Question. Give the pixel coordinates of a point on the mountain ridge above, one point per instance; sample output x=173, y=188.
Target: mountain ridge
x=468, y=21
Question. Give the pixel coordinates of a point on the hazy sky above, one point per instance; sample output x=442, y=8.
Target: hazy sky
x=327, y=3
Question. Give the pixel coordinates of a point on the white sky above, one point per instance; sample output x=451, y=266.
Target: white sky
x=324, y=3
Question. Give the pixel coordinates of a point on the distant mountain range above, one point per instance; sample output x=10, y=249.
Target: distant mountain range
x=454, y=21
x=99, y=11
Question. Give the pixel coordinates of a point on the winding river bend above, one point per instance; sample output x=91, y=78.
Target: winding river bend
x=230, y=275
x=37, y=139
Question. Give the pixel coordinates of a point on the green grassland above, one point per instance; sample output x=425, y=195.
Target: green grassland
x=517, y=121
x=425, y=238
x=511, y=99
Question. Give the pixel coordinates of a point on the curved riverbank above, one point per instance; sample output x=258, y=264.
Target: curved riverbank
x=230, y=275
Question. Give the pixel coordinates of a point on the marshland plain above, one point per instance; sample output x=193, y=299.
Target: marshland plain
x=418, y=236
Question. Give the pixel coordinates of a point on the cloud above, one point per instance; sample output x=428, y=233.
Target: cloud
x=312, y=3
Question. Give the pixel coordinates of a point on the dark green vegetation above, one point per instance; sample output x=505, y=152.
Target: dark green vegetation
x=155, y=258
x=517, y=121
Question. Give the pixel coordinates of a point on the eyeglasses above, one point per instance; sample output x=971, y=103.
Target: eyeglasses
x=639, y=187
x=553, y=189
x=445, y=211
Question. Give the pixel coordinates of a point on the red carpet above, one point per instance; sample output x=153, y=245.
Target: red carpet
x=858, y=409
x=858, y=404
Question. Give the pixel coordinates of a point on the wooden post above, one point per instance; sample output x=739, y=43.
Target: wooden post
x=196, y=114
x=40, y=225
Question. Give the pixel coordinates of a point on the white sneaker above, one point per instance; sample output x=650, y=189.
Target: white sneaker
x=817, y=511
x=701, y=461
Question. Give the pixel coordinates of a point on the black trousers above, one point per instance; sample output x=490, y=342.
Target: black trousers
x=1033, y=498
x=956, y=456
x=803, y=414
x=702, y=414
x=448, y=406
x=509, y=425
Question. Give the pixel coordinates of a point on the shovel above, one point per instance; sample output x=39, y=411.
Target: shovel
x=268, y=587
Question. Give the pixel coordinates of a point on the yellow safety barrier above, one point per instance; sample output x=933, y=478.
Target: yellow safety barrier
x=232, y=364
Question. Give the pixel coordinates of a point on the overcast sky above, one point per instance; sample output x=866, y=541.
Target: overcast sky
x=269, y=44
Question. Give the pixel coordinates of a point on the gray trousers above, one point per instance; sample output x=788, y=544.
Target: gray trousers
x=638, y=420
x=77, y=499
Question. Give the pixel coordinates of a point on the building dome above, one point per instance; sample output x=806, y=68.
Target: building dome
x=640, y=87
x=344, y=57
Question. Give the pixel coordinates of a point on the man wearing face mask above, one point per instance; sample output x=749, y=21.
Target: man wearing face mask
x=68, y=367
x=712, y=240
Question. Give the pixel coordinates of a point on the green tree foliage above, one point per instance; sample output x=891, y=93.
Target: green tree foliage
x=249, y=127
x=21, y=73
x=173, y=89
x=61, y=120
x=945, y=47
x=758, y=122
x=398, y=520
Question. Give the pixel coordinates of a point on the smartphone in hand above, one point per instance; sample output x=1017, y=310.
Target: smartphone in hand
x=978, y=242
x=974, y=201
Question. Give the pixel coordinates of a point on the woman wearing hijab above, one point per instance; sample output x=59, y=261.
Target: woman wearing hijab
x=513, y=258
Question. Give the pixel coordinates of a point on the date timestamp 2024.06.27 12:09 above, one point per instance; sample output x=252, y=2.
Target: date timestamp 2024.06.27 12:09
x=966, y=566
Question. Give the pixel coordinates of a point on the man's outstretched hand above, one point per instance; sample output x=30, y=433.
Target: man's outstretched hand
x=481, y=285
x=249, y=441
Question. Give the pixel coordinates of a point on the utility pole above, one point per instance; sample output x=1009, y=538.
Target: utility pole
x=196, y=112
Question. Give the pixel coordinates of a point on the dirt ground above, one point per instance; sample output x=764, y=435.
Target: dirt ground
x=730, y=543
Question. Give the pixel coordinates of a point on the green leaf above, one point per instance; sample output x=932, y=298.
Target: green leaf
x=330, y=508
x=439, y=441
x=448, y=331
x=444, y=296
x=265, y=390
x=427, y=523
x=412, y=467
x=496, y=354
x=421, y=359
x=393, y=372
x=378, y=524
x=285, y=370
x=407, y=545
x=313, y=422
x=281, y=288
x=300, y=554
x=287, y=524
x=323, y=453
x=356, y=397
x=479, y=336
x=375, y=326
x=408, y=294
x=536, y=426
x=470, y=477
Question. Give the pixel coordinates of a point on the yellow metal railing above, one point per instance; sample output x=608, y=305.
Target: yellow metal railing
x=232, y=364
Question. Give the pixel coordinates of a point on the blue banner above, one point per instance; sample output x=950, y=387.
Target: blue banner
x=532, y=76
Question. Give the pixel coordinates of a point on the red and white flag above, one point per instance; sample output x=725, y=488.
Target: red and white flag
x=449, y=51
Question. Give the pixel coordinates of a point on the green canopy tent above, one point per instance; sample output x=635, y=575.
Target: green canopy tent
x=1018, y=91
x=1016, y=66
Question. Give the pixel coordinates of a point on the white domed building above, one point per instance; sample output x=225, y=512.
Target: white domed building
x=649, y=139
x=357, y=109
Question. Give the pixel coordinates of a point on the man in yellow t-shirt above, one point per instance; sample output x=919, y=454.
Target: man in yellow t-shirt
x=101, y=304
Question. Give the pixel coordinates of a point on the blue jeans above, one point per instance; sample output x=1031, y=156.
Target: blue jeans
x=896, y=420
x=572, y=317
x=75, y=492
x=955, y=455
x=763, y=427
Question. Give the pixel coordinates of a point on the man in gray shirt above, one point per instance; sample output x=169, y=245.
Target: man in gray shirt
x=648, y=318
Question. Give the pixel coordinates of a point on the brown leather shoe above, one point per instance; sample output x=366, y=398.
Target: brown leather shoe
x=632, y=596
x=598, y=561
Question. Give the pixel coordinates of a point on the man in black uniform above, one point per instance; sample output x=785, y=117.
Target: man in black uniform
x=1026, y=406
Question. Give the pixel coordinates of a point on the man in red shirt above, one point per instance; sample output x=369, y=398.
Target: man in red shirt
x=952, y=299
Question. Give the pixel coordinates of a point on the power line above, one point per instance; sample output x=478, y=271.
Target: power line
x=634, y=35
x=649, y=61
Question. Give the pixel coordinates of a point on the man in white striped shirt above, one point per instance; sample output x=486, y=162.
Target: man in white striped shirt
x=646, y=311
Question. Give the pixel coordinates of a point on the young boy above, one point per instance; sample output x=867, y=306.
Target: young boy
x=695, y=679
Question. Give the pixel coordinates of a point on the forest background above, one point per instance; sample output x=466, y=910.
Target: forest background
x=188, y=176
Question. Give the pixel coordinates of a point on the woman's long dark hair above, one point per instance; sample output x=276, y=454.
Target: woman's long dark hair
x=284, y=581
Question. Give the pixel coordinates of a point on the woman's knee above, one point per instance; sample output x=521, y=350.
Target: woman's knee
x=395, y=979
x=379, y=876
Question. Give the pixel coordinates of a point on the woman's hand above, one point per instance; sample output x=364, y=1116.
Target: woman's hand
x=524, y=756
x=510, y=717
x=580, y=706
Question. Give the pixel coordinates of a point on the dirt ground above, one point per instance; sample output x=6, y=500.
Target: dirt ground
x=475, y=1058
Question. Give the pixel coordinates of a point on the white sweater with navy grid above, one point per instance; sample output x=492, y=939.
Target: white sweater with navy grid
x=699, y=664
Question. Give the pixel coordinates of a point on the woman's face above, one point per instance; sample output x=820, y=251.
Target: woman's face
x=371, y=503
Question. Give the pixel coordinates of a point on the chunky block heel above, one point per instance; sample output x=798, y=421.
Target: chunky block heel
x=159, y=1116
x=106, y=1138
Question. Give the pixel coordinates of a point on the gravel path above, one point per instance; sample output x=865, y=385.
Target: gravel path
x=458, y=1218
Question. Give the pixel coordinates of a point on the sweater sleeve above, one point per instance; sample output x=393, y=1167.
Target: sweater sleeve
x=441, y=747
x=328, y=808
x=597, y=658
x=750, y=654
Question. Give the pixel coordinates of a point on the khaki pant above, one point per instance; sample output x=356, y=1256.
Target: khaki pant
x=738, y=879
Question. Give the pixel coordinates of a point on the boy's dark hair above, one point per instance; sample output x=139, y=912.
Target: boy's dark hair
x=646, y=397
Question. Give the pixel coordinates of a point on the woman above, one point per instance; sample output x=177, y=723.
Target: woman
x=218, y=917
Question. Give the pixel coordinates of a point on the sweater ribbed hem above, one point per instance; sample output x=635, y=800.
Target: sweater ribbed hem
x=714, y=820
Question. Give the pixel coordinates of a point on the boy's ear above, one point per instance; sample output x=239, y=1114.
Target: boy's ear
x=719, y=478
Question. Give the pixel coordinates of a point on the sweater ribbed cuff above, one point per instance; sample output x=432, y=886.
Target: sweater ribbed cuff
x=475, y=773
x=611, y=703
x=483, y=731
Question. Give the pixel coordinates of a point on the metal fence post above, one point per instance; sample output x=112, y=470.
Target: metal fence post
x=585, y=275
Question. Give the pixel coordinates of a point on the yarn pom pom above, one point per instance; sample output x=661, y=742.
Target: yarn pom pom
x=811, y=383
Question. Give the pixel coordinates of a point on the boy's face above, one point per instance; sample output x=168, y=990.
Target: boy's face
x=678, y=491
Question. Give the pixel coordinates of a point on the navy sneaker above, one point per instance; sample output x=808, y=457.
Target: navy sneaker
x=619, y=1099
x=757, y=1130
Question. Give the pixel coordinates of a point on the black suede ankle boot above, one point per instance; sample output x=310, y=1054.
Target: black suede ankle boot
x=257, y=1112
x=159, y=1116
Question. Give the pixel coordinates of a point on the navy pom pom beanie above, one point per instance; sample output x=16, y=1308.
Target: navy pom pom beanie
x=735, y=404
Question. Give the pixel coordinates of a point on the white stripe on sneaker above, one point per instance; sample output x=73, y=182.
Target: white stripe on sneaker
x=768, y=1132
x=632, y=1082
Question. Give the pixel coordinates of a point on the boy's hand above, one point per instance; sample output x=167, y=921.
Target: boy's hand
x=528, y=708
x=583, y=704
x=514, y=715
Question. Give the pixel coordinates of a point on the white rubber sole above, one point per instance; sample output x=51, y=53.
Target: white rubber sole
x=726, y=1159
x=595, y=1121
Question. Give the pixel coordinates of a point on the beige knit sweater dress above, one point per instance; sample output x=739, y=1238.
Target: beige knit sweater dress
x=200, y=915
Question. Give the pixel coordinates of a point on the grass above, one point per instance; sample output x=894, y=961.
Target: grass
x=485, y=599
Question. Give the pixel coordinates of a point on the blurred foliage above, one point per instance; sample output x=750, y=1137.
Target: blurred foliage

__________________________________________________

§ **Directions**
Each line above, from the one that contains "output x=167, y=921." to the last line of the records, should be repeated exactly. Leave out all others.

§ **Exercise answer**
Question. Give the pixel coordinates of a point on the boy's hand above, one point per instance; sample output x=167, y=921.
Target: boy's hand
x=528, y=708
x=583, y=704
x=514, y=715
Question. Give the pixel coordinates of a point on the white rubber sole above, one point per instance; sample output x=51, y=53.
Target: white rubber sole
x=726, y=1159
x=595, y=1121
Question. Give the pixel coordinates of a point on the beige knit sweater dress above, one point per instance; sample output x=739, y=1238.
Target: beige knit sweater dress
x=200, y=915
Question. Give the pixel coordinates of a point on the grass above, one point per instance; sample output x=894, y=961.
Target: grass
x=485, y=599
Question. Give the pixel coordinates of a point on the blurred foliage above, one point per instance; sample output x=750, y=1137.
Target: blurred foliage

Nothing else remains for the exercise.